::: Stored data :::
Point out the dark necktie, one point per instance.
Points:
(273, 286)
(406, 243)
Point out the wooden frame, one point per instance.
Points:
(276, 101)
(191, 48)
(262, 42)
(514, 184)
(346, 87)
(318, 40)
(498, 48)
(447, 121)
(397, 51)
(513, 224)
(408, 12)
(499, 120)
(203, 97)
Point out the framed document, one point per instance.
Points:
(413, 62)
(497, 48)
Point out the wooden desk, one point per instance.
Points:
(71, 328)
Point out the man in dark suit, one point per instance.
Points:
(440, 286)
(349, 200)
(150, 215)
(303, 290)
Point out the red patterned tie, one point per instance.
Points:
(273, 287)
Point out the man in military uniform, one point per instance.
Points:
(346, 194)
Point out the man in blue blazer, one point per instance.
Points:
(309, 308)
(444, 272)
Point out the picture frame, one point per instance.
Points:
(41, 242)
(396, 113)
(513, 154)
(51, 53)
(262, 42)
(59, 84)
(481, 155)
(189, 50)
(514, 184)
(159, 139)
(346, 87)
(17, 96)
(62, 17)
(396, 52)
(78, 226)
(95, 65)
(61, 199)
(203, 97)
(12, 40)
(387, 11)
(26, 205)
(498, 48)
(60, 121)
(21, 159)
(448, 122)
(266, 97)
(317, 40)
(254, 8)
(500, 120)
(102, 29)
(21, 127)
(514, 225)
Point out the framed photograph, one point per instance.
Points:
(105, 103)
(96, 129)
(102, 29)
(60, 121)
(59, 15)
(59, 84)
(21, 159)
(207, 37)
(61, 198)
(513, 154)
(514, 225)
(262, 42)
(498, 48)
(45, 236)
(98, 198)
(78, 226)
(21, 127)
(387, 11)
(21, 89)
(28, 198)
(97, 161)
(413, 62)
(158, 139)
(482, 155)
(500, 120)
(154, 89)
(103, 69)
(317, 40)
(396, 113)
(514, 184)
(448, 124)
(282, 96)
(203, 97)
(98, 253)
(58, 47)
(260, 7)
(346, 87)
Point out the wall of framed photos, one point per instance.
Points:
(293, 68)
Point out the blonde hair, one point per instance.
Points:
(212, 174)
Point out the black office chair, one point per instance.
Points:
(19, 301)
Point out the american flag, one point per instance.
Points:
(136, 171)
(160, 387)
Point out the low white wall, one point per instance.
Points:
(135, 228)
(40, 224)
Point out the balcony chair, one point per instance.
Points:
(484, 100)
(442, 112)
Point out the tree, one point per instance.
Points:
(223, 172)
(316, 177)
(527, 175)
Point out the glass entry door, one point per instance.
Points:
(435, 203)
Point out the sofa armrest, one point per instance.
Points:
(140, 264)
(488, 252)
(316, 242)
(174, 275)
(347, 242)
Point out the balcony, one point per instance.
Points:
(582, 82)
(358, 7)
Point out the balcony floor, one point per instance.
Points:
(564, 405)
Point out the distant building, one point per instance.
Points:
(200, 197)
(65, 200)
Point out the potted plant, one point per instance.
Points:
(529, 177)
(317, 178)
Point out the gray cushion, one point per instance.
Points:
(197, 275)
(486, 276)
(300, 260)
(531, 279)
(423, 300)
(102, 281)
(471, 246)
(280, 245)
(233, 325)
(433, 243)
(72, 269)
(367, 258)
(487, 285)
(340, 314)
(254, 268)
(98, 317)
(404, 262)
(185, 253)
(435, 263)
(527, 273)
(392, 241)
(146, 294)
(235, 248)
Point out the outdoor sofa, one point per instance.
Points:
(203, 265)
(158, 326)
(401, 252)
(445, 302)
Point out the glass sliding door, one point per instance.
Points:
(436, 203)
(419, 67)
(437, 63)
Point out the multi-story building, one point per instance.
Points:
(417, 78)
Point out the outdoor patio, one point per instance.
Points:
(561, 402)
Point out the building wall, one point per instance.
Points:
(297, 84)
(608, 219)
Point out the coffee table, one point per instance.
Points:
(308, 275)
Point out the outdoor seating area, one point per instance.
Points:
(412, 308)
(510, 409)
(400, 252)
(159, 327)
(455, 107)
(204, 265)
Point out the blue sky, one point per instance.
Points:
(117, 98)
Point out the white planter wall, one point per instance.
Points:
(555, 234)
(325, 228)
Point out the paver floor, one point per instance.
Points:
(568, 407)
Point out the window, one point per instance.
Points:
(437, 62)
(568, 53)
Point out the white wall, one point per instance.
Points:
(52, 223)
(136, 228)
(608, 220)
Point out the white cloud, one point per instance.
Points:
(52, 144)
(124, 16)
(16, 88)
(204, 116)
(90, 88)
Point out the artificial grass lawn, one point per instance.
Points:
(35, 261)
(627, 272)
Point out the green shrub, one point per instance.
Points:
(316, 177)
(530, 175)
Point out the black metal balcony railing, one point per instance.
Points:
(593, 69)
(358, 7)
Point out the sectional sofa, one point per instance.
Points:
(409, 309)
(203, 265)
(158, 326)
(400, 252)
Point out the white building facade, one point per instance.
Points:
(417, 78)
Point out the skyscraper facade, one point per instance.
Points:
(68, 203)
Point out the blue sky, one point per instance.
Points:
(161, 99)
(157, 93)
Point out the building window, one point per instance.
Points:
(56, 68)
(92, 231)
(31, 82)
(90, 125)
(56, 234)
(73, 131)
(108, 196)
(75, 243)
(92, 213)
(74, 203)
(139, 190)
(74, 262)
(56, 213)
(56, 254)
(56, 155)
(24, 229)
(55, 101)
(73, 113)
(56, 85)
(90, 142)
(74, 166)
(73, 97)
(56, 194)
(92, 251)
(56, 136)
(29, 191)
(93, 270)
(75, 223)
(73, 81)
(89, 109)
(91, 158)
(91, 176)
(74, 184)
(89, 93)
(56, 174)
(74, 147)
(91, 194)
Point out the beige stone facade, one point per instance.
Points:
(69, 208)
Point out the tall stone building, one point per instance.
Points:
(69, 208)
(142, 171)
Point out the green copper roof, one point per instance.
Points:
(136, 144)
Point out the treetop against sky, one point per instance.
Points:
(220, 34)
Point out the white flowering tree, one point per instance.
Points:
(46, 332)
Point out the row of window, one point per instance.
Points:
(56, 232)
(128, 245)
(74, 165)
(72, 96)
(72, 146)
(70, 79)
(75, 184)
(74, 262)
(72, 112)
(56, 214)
:::
Instructions for the task
Set down the whole listing again. Keep every word as it is.

Finished exercise
Point out the dark necktie, one point per instance.
Points:
(273, 286)
(406, 243)
Point out the wooden frame, one point per instance.
Points:
(276, 101)
(191, 48)
(262, 42)
(514, 184)
(346, 87)
(318, 40)
(498, 48)
(447, 121)
(397, 51)
(513, 224)
(408, 12)
(499, 120)
(203, 97)
Point out the framed document, one point per instance.
Points:
(413, 62)
(497, 48)
Point out the wooden desk, one point per instance.
Points:
(71, 328)
Point out the man in dark suit, one point per instance.
Points:
(440, 286)
(349, 200)
(150, 215)
(303, 290)
Point out the red patterned tie, one point per instance.
Points:
(273, 287)
Point out the man in military uniform, one point per instance.
Points:
(346, 194)
Point out the man in blue blazer, one point per instance.
Points:
(309, 308)
(444, 272)
Point out the picture frame, one point per instance.
Points:
(41, 242)
(396, 113)
(513, 154)
(51, 53)
(262, 42)
(59, 84)
(481, 155)
(189, 50)
(514, 184)
(159, 139)
(346, 87)
(17, 96)
(62, 17)
(396, 52)
(78, 226)
(95, 65)
(61, 199)
(203, 97)
(12, 40)
(387, 11)
(26, 205)
(498, 48)
(60, 121)
(21, 159)
(448, 122)
(266, 97)
(317, 40)
(254, 8)
(500, 120)
(102, 29)
(21, 127)
(514, 225)
Point out the framed photograph, one point per instance.
Points:
(105, 103)
(96, 129)
(102, 29)
(60, 121)
(59, 15)
(59, 84)
(21, 159)
(207, 37)
(61, 198)
(513, 154)
(514, 225)
(262, 42)
(498, 48)
(45, 236)
(98, 198)
(78, 226)
(21, 127)
(387, 11)
(21, 89)
(28, 198)
(97, 161)
(413, 62)
(158, 139)
(482, 155)
(500, 120)
(154, 89)
(103, 69)
(317, 40)
(396, 113)
(514, 184)
(448, 124)
(282, 96)
(203, 97)
(98, 253)
(58, 47)
(260, 7)
(346, 87)
Point out the wall of framed photos, one point per instance.
Points:
(293, 68)
Point out the blonde hair, one point per instance.
Points:
(212, 174)
Point out the black office chair, one point per instance.
Points:
(19, 301)
Point out the american flag, one point per instance.
Points:
(136, 171)
(160, 387)
Point out the low white wall, one point per instance.
Points:
(135, 228)
(40, 224)
Point out the balcony chair, one point per instance.
Points:
(484, 100)
(442, 112)
Point out the tree, one point per instance.
Points:
(223, 172)
(316, 177)
(527, 175)
Point out the glass entry door, one point per instance.
Points:
(435, 203)
Point out the sofa armrest, one point per instance.
Points:
(140, 264)
(488, 252)
(316, 242)
(174, 275)
(347, 242)
Point out the balcony, one point per instance.
Points:
(582, 82)
(358, 7)
Point out the balcony floor, one point per instance.
Points:
(564, 405)
Point out the distant building, one point per instance.
Points:
(200, 197)
(65, 200)
Point out the potted plant, one point per instance.
Points:
(529, 177)
(317, 178)
Point out the gray cushion, one point per instance.
Points:
(197, 275)
(486, 276)
(300, 260)
(531, 279)
(423, 300)
(102, 281)
(471, 246)
(280, 245)
(233, 325)
(433, 243)
(72, 269)
(367, 258)
(487, 285)
(340, 314)
(254, 268)
(98, 317)
(404, 262)
(185, 253)
(435, 263)
(527, 273)
(392, 241)
(146, 294)
(235, 248)
Point out the outdoor sofa, one point per instance.
Points:
(203, 265)
(158, 326)
(401, 252)
(445, 302)
Point out the glass sliding door, one point per instance.
Points:
(436, 203)
(419, 67)
(437, 63)
Point out the multi-story building, one point per instance.
Points:
(417, 78)
Point out the outdoor patio, one point per instance.
Points:
(561, 402)
Point out the building wall, one point per instance.
Points:
(297, 84)
(608, 219)
Point out the coffee table, one point per instance.
Points:
(308, 275)
Point out the outdoor seating area, one point per instance.
Points:
(412, 308)
(510, 409)
(400, 252)
(159, 327)
(455, 107)
(204, 265)
Point out the blue sky, one point per instance.
Points:
(117, 98)
Point out the white planter wall, one point per instance.
Points:
(555, 234)
(325, 228)
Point out the paver floor, one point per instance.
Points:
(568, 407)
Point out the window, one point per instance.
Points:
(437, 62)
(568, 53)
Point out the white wall, one point per instance.
Points:
(52, 223)
(136, 228)
(608, 220)
Point out the white cloud, one point per instance.
Points:
(52, 144)
(124, 16)
(16, 88)
(204, 116)
(90, 88)
Point out the artificial grass lawn, one point per instance.
Points:
(35, 261)
(627, 272)
Point out the green shrub, one point per instance.
Points:
(316, 177)
(530, 175)
Point out the black metal balcony railing, one point per instance.
Points:
(593, 69)
(358, 7)
Point out the sectional sofa, one point per instance.
Points:
(409, 309)
(203, 265)
(158, 326)
(400, 252)
Point out the white building facade, one point per instance.
Points:
(417, 78)
Point out the skyscraper facade, one point per instance.
Points:
(68, 203)
Point out the blue sky, one point per instance.
Points:
(161, 99)
(157, 93)
Point out the building window, one point per instance.
Points:
(56, 68)
(92, 231)
(31, 82)
(90, 125)
(56, 234)
(73, 131)
(108, 196)
(75, 243)
(92, 213)
(74, 203)
(139, 190)
(74, 262)
(56, 213)
(56, 254)
(56, 155)
(24, 229)
(55, 101)
(73, 113)
(56, 85)
(90, 142)
(74, 166)
(73, 97)
(56, 194)
(92, 251)
(56, 136)
(29, 191)
(93, 270)
(75, 223)
(73, 81)
(89, 109)
(91, 158)
(91, 176)
(74, 184)
(89, 93)
(56, 174)
(74, 147)
(91, 194)
Point out the beige stone facade, one point per instance.
Points:
(69, 208)
Point out the tall stone building, one point per instance.
Points:
(69, 208)
(142, 171)
Point out the green copper roof, one point per instance.
Points:
(136, 144)
Point out the treetop against sky, one point per instance.
Points:
(220, 34)
Point out the white flowering tree, one point per instance.
Points:
(46, 332)
Point out the row of window, one point per instance.
Points:
(56, 232)
(128, 245)
(74, 165)
(72, 96)
(72, 146)
(70, 79)
(75, 184)
(74, 262)
(72, 112)
(56, 214)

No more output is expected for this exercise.